▶ **Required work**:
1/ In the editorial on climate change science communication, from what year onward did the reviewed media coverage of climate change begin?
2/ Pick up the editorial on climate change science communication after its last sentence and continue it.

───── Excerpt ─────

Inter-disciplinary, multi-scale science to support society to adapt under global change

Karlie S. McDonald https://orcid.org/0000-0002-9455-9897 A C , Alistair J. Hobday A and Juan Diego Gaitán-Espitia https://orcid.org/0000-0001-8781-5736 A B
+ Author Affiliations
- Author Affiliations

A CSIRO Oceans and Atmosphere, GPO Box 1538, Hobart, Tas. 7001, Australia.

B The Swire Institute of Marine Science and School of Biological Sciences, The University of Hong Kong, Hong Kong SAR, 518000, PR China.

C Corresponding author. Email: karlie.mcdonald@csiro.au

Marine and Freshwater Research 70(1) 1-7 https://doi.org/10.1071/MF18355
Submitted: 14 September 2018  Accepted: 30 September 2018   Published: 10 December 2018

Abstract

Factualised storytelling narratives may assist scientists to communicate inter-disciplinary, multi-scale climate change research with stakeholders and non-expert members of the community. Scientists are increasingly required to balance scientific rigour with storytelling narratives that can facilitate climate change mitigation and adaptation as new communication technologies evolve. In this editorial to the research front, ‘Climate impacts on marine system structure and function: molecules to ecosystems’, a review of climate change coverage in the media since 1980 showed that climate change science had a substantial voice globally and, in particular, in countries with carbon-dependent economies. However, the effective communication of multi-scale climate change research in the media can be complicated by the complex messages, the lack of training scientists receive in communication, and the traditionally distant relationship that the scientific community has with the media and, more so, with the broader community. Considerable scientific effort is being made to overcome these challenges as additional responsibility is placed on the scientific community to produce newsworthy scientific outputs. However, the integration of inter-disciplinary, multi-scale information, such as outlined in this research front, can result in more holistic climate change stories that scientists can effectively communicate with stakeholders and the broader community.

───── Given information ─────

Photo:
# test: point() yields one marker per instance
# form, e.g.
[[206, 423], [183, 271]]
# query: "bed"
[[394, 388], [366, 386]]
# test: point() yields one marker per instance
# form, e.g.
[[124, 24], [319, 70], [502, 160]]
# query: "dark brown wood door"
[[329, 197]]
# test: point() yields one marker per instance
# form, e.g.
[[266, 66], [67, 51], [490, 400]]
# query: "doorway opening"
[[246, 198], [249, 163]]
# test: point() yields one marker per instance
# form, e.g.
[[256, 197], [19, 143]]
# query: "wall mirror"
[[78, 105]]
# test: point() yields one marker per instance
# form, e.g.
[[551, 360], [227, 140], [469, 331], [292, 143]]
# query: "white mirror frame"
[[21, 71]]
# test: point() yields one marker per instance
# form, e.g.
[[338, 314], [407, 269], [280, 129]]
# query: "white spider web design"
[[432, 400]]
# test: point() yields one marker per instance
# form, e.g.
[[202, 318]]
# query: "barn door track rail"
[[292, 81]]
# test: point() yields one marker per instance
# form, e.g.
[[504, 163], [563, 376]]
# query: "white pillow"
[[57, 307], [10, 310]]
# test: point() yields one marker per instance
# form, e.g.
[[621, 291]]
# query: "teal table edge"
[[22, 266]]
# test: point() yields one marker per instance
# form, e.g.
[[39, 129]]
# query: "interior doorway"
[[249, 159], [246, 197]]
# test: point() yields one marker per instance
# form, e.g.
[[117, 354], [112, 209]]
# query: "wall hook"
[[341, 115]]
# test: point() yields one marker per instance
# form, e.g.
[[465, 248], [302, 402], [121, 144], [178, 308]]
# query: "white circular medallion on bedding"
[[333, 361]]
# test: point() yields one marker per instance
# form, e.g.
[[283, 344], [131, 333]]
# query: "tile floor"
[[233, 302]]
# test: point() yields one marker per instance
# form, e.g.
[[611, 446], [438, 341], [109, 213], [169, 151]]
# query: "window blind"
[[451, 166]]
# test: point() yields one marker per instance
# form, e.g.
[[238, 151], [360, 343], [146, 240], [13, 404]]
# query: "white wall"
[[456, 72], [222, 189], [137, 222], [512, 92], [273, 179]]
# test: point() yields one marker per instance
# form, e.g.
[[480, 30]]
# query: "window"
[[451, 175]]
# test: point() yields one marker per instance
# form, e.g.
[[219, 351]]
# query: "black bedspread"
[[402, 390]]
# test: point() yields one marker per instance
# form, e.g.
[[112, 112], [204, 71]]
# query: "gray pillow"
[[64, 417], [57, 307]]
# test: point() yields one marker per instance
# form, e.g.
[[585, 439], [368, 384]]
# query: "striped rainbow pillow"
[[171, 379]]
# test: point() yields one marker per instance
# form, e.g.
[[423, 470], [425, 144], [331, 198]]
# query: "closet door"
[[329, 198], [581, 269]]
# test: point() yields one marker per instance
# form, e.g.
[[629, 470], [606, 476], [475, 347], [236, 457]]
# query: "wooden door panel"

─────

▶ **Exercise results**:
1/ 1980

2/
Anthropogenic climate change is having unprecedented implications for marine ecosystems and the socio-economic values they support at regional and global scales (Harley et al. 2006; Pecl et al. 2017; Hughes et al. 2018). Addressing the complex and diverse impacts of anthropogenic global change requires scientists to communicate with an equally diverse and complex audience (Kerski 2015). Factualised narrative storytelling can be an important tool for communicating multi-scale and inter-disciplinary science to the stakeholders and members of the non-expert community (Dahlstrom 2014). A challenge for scientists in communicating climate change is to balance technical rigour with policy needs, while not diminishing scientific narratives that can inform climate change mitigation and adaptation (Rose 2015).

As science embraces social media, citizen science and crowd-funding, there is a concomitant need for scientists to provide information directly to the broader community, particularly about climate change (Martinez-Conde and Macknik 2017). Funding schemes, such as administered by the Australian Research Council, now require specific attention to the general communication of results. Scientific communication of climate change has previously been criticised as broad, informal and undirected (Corner and Groves 2014; Howarth and Black 2015). There have been several explanations for the failure in communication by the scientific community, most notably the information-deficit model whereby scientists have failed to provide sufficient information (Corner and Groves 2014), uncertainty of the science and the absence of consensus (Brüggemann and Engesser 2017), and the lack of engagement with the community, particularly on local levels that could facilitate change (Howarth and Black 2015).


Climate change science in the media

Lack of output is not a likely failing. A search for climate change articles in the print media (search terms are described in Appendix 1) showed that climate change science has a substantial voice globally (Fig. 1a). Between 1980 and 2009, the number of newspaper and magazine articles covering climate change increased (7.3%, 1.8% per decade); however, since 2010, coverage has reached a plateau at 7.34%. The greatest increase in the number of newspaper and magazine articles on climate change occurred in 2007 (3.3%; Fig. 1a). This followed the release of ‘An Inconvenient Truth’ in 2006 (Arlt et al. 2011) and the release of the 4th Intergovernmental Panel on Climate Change (IPCC) Assessment Report (Ford and King, 2015), which, together, brought widespread attention to climate change. The majority of newspaper and magazine coverage of climate change since 1980 has been in mass-media outlets, such as The Times (Fig. 1b).


Fig. 1.  News and magazine print media for climate change (1 159 725 articles) and marine climate change (229 252 articles) between 1980 and 2017: (a) percentage of all articles by year, (b) top media outlets for climate change articles, and (c) top media outlets for marine climate change articles.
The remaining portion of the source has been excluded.